Required task 1 |
Format the rows, starting at the first one and ending at the line that contains "[(193, 127)]", as a two-column CSV with the columns instruction and keypoints. Give one CSV line per row, put each field in quotation marks, replace any line breaks with spaces, and leave out the pictures.

Excerpted passage |
++++++++++++++++++++
Purging all of you possessions for marble succulent holders may seem like the easy way out, but over time the blankness will become an eye sore.
In design, our eye needs to be carried across the room, and with minimalist design styles they are left wanting- you guessed it- more!
Fortunately there are some great solutions for getting that clean and elegant vibe in your home without tossing out all use of color, fun textures and patterns.
Anti Minimalism: Why More is More
Minimalism is about efficiency, but you’re better off streamlining your office space, or area where you work. Your living areas are best enjoyed when they reflect your style and creativity, as an inviting space.
Because we are used to a fair amount of stimulation in our everyday lives, our eyes are happy when we find the right amount of layers and patterns to carry the eye. Our eyes are used to it, so they have come to expect it.
You can certainly achieve this look without a ton of clutter, and end up with a space that is well balanced and chic.
Anti Minimalism isn’t about going over board for the sake of it, it’s about displaying your taste, and individuality. Its about creating the perfect mood, by surrounding your self with the things that you enjoy looking at! Your space can be elegant and personalized without being minimalistic and bare.
Sure, it can definitely seem like an attractive option to buy everything at Ikea that’s laid out for you. But it feels even better when you surround yourself with your favorite styles, memories and interests that makes you feel at home.
Perfect Alternatives To Minimalism
Anti-minimalism is all about carrying the eye, and there are a ton of elegant ways to pull this off, while keeping the room composed and classic.
Here are a few interior design styles that make simplicity look chic & elegant, instead of empty and bare bones! These looks, are inviting and fun without being over the top.
1. French Apartment Style Interior Design
While it helps if you’ve got some lovely architectural details to work with, the simple chandelier works wonders in this bright and airy space. It’s accentuated with lovely curved furniture, and little antique knick knacks. It achieves a full look without being cluttered.
This stylish Parisian flat room incorporates muted tones like beige and cream, with pops of color from the pillows, throw, and plants. It’s crisp, clean, and classic- a perfect balance of french apartment perfection. For easy tips on how to recreate this look, visit my guide: 5 Paris Apartment Decor secrets to steal for your home.
2. Farmhouse Chic Style Interior Design
The ever popular Farm house design (a la Fixer Upper) can be refined to give off a European country look. The classic motif on the wallpaper adds a pop of pastel blue, and ties in beautifully with the other curved pieces.
These unique mirrors and the ceiling medallion are perfect for adding vintage character to a dining space. We all know a dining space is nothing without comfy chairs, and this elegant shape with a burlap finish, makes the space feel elegant yet down to earth.
3. Relaxed Glam Style Interior Design
This contemporary take on “Glam” interior design is much more relaxed than glitzy. The tufted headboard and pillows give the bed a comfortable and refined look, while the modern lighting fixtures add a contemporary chic touch.
The lovely walls have a soothing color palette of grays, blues, and creams without looking drab or washed out. Pops of color and texture come from the decorative accents on the nightstand and the bench at the foot of the bed, giving this boudoir a modern glam vibe.
Maximalist Interior Design Ideas
Some times, you just want to be in a room filled to the brim. If your tastes include lot of bold color, knick knacks, and other signs of a well lived in and well loved space- check out these bright ideas for Maximalist design inspiration.
++++++++++++++++++++
Required task 2 |
According to the interior design excerpt, which muted tones does the Parisian flat room incorporate?

Data section |
++++++++++++++++++++
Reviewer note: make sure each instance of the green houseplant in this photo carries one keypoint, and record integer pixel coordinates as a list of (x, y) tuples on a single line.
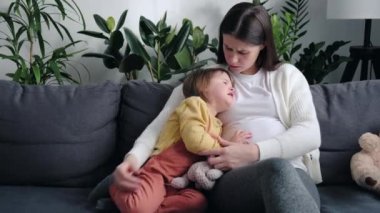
[(288, 28), (161, 48), (24, 26)]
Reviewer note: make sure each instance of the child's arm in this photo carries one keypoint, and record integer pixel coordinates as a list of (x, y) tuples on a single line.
[(239, 136), (144, 144), (195, 123)]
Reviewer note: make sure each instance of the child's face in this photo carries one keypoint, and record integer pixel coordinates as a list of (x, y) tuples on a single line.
[(220, 93), (240, 56)]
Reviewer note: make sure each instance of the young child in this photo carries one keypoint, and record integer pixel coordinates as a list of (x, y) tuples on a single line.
[(193, 127)]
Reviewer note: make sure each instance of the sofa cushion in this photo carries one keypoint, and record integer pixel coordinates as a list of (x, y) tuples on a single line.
[(141, 102), (348, 199), (345, 111), (56, 135), (44, 199)]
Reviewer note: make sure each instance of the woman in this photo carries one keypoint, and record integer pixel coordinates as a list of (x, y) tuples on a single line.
[(275, 172)]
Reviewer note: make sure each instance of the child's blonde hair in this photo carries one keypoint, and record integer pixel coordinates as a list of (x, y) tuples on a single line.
[(195, 83)]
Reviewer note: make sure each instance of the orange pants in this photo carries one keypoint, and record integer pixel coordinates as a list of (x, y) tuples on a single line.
[(155, 193)]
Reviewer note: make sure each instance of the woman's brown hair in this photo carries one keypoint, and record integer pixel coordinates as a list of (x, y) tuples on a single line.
[(250, 24)]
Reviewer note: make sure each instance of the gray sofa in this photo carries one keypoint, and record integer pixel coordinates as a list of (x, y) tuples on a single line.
[(59, 144)]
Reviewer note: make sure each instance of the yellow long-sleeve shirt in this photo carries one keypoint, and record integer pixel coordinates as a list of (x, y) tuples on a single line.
[(193, 123)]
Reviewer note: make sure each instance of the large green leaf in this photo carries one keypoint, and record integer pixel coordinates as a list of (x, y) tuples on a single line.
[(179, 41), (93, 34), (131, 63), (102, 24), (135, 45), (184, 58), (121, 21), (148, 31)]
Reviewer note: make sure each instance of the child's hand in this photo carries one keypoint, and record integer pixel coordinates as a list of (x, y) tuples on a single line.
[(126, 174), (241, 136)]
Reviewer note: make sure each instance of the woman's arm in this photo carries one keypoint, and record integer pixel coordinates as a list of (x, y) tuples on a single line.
[(296, 110), (144, 144)]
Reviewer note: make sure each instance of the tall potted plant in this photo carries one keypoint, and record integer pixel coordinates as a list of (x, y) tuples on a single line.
[(24, 26), (288, 28), (161, 48)]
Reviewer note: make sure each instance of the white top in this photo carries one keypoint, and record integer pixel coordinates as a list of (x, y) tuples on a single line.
[(255, 111), (295, 109)]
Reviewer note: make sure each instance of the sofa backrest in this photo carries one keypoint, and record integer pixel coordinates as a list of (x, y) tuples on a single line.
[(345, 111), (57, 135)]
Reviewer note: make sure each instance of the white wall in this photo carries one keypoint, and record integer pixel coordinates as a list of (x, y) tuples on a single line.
[(203, 13)]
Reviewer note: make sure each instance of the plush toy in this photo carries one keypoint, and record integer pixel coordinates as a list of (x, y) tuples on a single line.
[(365, 165), (201, 174)]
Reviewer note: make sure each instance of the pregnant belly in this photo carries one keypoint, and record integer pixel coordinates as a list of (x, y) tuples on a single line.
[(261, 128)]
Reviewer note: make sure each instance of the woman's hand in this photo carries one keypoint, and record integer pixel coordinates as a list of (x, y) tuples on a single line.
[(241, 136), (232, 155), (125, 176)]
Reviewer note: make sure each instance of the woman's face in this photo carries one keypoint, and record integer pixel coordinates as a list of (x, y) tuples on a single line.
[(219, 92), (240, 56)]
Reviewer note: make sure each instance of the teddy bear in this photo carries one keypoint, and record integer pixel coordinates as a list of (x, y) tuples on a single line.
[(365, 165), (201, 173)]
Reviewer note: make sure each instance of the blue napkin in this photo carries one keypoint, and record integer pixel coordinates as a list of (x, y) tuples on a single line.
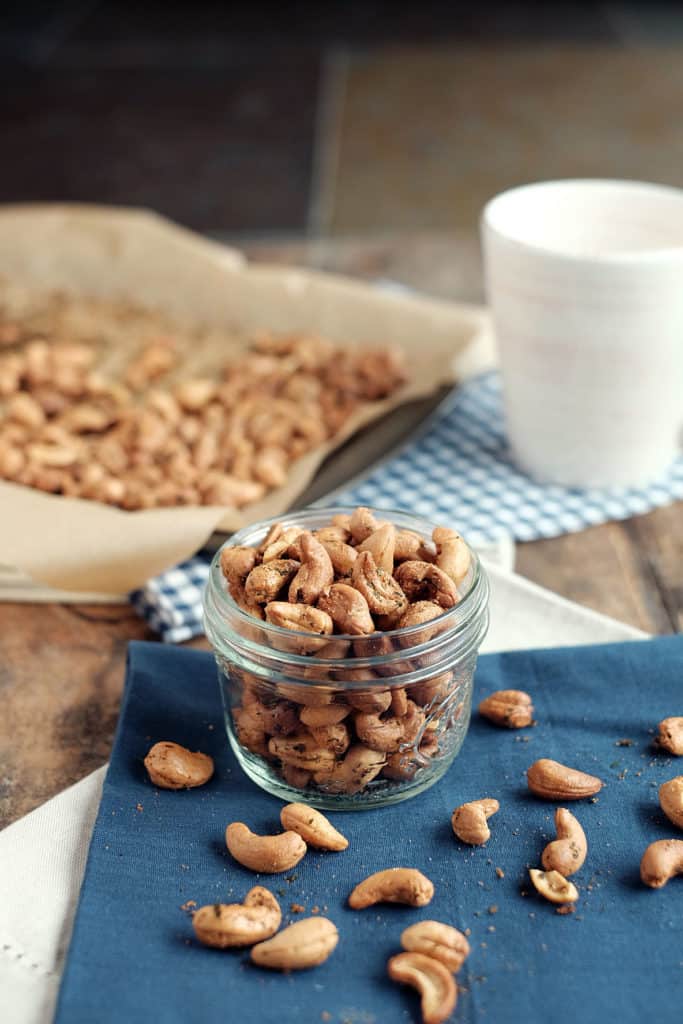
[(133, 956)]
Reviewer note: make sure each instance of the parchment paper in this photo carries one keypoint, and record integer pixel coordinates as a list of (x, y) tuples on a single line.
[(76, 545)]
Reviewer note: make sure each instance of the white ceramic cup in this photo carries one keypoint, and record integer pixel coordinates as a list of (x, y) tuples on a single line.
[(585, 281)]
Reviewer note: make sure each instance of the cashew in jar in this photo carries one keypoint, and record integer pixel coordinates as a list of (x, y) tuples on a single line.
[(353, 773), (381, 546), (265, 582), (453, 555), (424, 582), (314, 574), (381, 591), (347, 608), (662, 861), (469, 820)]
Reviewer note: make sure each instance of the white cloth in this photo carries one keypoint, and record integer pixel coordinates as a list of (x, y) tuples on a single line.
[(42, 857)]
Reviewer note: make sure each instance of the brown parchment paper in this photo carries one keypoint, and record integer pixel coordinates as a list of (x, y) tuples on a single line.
[(114, 253)]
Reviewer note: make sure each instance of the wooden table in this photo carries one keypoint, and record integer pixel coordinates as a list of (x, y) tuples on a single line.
[(61, 665)]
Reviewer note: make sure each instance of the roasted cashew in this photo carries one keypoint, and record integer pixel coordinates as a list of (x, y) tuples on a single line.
[(312, 826), (299, 619), (281, 719), (267, 854), (442, 942), (327, 715), (371, 701), (431, 691), (239, 595), (453, 555), (237, 563), (399, 702), (173, 767), (670, 735), (553, 886), (315, 572), (424, 582), (333, 535), (352, 774), (296, 777), (381, 546), (361, 523), (663, 860), (394, 885), (347, 608), (407, 546), (225, 925), (400, 766), (250, 730), (381, 734), (334, 737), (265, 582), (302, 751), (469, 820), (303, 944), (421, 611), (671, 800), (552, 780), (380, 590), (282, 543), (431, 979), (567, 853), (510, 709), (342, 556)]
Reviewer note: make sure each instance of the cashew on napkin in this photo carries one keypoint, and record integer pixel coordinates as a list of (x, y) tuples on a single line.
[(76, 545)]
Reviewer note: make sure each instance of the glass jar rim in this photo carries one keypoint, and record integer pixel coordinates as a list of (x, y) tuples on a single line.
[(468, 603)]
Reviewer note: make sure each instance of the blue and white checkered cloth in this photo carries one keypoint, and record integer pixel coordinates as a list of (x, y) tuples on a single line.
[(457, 470)]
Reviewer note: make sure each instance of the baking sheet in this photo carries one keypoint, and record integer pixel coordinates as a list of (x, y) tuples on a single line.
[(74, 545)]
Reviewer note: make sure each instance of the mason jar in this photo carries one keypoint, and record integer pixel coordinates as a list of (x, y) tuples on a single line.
[(340, 721)]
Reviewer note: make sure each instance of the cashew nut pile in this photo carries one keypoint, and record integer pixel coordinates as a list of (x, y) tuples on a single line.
[(146, 434), (358, 577)]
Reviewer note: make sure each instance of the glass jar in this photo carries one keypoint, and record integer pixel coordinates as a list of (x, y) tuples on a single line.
[(345, 722)]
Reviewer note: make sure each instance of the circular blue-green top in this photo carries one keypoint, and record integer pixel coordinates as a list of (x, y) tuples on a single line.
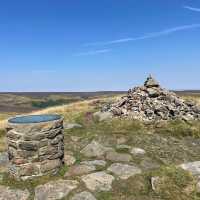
[(33, 119)]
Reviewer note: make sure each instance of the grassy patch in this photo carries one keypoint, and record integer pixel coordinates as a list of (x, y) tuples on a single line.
[(175, 184), (180, 129)]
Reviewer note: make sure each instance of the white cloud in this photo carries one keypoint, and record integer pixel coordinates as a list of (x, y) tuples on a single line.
[(192, 8), (147, 36), (94, 52), (42, 71)]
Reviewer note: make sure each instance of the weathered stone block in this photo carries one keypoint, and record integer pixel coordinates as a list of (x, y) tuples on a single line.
[(34, 149), (49, 165), (28, 145), (13, 135)]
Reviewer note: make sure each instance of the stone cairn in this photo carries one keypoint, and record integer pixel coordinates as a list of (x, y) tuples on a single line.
[(35, 149), (151, 102)]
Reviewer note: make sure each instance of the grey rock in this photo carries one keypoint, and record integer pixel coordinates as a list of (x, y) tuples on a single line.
[(137, 151), (71, 125), (78, 170), (192, 167), (118, 157), (69, 159), (103, 116), (4, 158), (94, 149), (154, 183), (83, 196), (7, 193), (55, 190), (151, 102), (124, 171), (123, 147), (151, 82), (100, 163), (99, 181), (198, 187)]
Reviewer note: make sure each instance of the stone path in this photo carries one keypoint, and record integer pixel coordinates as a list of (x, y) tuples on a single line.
[(55, 190), (96, 171)]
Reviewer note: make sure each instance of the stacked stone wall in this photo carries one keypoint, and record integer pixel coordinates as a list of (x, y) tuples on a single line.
[(35, 149)]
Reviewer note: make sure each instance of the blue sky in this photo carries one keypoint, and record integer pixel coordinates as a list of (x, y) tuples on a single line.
[(91, 45)]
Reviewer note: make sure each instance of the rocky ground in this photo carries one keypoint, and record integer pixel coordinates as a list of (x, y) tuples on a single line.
[(118, 160)]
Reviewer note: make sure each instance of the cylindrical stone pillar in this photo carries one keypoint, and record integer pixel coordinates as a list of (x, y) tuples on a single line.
[(35, 145)]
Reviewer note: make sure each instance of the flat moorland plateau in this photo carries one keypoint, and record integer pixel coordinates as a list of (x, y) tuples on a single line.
[(115, 159)]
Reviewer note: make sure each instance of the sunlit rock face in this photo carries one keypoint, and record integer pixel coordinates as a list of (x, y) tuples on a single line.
[(151, 102), (35, 145)]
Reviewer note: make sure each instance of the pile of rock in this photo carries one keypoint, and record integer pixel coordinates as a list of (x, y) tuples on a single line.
[(152, 102)]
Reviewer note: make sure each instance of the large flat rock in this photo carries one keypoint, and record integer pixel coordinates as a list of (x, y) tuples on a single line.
[(124, 171), (55, 190), (192, 167), (99, 181)]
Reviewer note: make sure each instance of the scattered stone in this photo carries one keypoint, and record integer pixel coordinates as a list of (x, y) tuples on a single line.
[(99, 181), (149, 164), (4, 158), (94, 149), (78, 170), (150, 102), (154, 182), (123, 147), (7, 193), (192, 167), (75, 138), (69, 160), (83, 196), (118, 157), (198, 187), (137, 151), (55, 190), (71, 125), (121, 140), (103, 116), (100, 163), (124, 171)]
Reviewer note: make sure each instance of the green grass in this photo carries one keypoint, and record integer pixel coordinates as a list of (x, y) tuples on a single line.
[(175, 184)]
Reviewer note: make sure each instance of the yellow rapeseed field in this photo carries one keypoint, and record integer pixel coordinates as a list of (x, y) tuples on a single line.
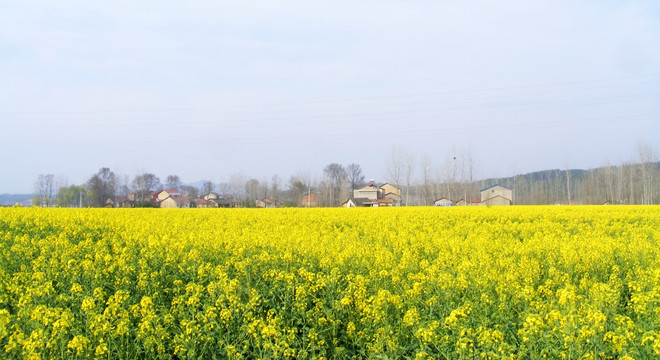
++++++++++++++++++++
Exercise answer 1 |
instruction,keypoints
"Reviewer note: make sure each instance of the green houseplant in this photo carries one keypoint, and record integer pixel coordinates as a list of (x, y) tuples on a single line.","[(288, 28), (161, 48), (24, 26)]"
"Reviewer note: make sure each instance of the child's arm in this photo carries one keypoint, and record integer pixel coordinates as a list of (x, y) tuples on a single line.","[(239, 136), (144, 144), (195, 123)]"
"Reviewer note: make sure each instance of the child's face in this photo carries one keypoint, and record integer pixel coordinates as a list of (x, y) tuples on a single line.","[(220, 93), (240, 56)]"
"Reviewer note: make sure each instance of the young child in this photo carries one keypoint, and record integer pixel coordinates as a list of (x, y) tuples on a single line.","[(193, 127)]"

Exercise answer 2 |
Beige and cream.